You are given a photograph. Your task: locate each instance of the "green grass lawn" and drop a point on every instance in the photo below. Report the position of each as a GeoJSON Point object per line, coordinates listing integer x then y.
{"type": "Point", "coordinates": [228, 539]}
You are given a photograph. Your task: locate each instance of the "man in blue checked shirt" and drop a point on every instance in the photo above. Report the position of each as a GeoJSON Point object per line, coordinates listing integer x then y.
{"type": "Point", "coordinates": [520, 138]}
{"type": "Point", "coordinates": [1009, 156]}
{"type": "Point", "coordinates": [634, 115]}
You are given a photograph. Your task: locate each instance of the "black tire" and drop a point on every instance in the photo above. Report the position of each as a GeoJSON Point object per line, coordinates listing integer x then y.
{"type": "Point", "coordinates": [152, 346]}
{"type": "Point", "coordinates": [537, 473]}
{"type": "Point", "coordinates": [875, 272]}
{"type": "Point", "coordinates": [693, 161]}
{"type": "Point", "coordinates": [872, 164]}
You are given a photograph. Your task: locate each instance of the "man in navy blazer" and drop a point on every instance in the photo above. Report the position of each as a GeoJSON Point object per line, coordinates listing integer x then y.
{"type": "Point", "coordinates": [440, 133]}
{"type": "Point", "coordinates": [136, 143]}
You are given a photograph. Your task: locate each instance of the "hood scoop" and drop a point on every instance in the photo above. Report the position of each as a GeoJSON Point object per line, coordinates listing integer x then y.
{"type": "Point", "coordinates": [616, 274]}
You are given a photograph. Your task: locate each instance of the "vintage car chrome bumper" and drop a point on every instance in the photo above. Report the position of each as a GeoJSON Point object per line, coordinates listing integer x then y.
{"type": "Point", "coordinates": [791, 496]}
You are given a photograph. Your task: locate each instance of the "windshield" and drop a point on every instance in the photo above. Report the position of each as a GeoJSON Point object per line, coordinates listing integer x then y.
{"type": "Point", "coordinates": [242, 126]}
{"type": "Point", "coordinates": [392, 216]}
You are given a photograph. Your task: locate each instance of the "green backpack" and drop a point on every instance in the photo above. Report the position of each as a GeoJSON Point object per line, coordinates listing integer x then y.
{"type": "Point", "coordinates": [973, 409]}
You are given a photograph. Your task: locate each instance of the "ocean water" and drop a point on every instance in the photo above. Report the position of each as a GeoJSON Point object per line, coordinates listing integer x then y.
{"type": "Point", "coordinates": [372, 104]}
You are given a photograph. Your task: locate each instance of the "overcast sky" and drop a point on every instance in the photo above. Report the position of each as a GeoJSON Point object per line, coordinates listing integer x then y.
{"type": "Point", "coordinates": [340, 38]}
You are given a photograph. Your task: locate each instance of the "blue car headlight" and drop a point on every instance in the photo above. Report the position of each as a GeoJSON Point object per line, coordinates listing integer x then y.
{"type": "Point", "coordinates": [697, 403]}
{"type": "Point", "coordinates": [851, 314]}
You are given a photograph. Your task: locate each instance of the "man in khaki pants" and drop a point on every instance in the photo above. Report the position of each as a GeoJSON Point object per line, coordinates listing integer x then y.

Task details
Please transcribe the records in full, keeping every word as it is.

Answer area
You are given a photograph. Your task: locate each instance of the "green grass lawn" and drop a point on every instance in the photo below. Report the position of each as a GeoJSON Point object per line, coordinates listing integer x then y.
{"type": "Point", "coordinates": [228, 539]}
You are given a photograph. Your task: locate each instance of the "man in blue checked shirt" and drop a point on every instance in the photo above. Report the position of each as a GeoJSON Point object per line, coordinates listing integer x then y.
{"type": "Point", "coordinates": [520, 138]}
{"type": "Point", "coordinates": [1009, 156]}
{"type": "Point", "coordinates": [634, 115]}
You are given a photograph. Your task: locate each instance of the "black tire" and drop a point on every instance in the photo above. Report the position of each as a GeoJSON Point object per line, coordinates listing integer x then y.
{"type": "Point", "coordinates": [152, 346]}
{"type": "Point", "coordinates": [537, 473]}
{"type": "Point", "coordinates": [875, 272]}
{"type": "Point", "coordinates": [693, 161]}
{"type": "Point", "coordinates": [872, 164]}
You are given a photograph. Your task: locate each instance of the "man in navy blazer" and drop a point on every instance in the photo above. Report the position of each as a GeoJSON Point object per line, coordinates listing integer x then y.
{"type": "Point", "coordinates": [440, 133]}
{"type": "Point", "coordinates": [136, 143]}
You are given a photograph. Your task: locate each instance of the "hood scoop" and drop a point on every instance in the photo above. Report the position of each as a GeoJSON Point object per line, coordinates listing integer x then y.
{"type": "Point", "coordinates": [616, 274]}
You are given a photograph. Your task: locate each instance of the "vintage car chrome bumper" and drop a point on every instance in the photo above. Report the position of each as a GeoJSON Point object per line, coordinates listing integer x then y.
{"type": "Point", "coordinates": [791, 496]}
You are given a photograph. Your task: locate each instance of the "windshield" and drop a point on every instance in the photo above. Report the position of each as a GeoJSON Point object per line, coordinates listing integer x then y.
{"type": "Point", "coordinates": [242, 126]}
{"type": "Point", "coordinates": [392, 216]}
You are given a photograph. Your task: locate each instance of the "green backpack" and drop a point on every instance in the photo above. Report the position of each as a GeoJSON Point object per line, coordinates listing integer x then y.
{"type": "Point", "coordinates": [973, 409]}
You are given a photograph. Your task: locate each instance of the "ocean water" and drop a point on every instance in the photo above. Report the position of each as a GeoJSON Point object per line, coordinates listing integer x then y.
{"type": "Point", "coordinates": [372, 104]}
You are given a photograph. Your task: locate each instance of the "overcast sky" and drop a point on every instance in the photo above. Report the position of each as a GeoJSON Point object per line, coordinates listing integer x then y.
{"type": "Point", "coordinates": [340, 38]}
You are given a photograph. Your task: locate each instance of the "blue car headlight" and drop a point on every instance in the photo above. Report the position of each as a GeoJSON Point object per line, coordinates listing integer x then y.
{"type": "Point", "coordinates": [697, 403]}
{"type": "Point", "coordinates": [851, 314]}
You are given a photograph. Your task: locate each instance of the "man in khaki pants" and drop a point on every instance in the photo above. Report the position of each as a GeoJSON Point object per line, coordinates listing integer x then y.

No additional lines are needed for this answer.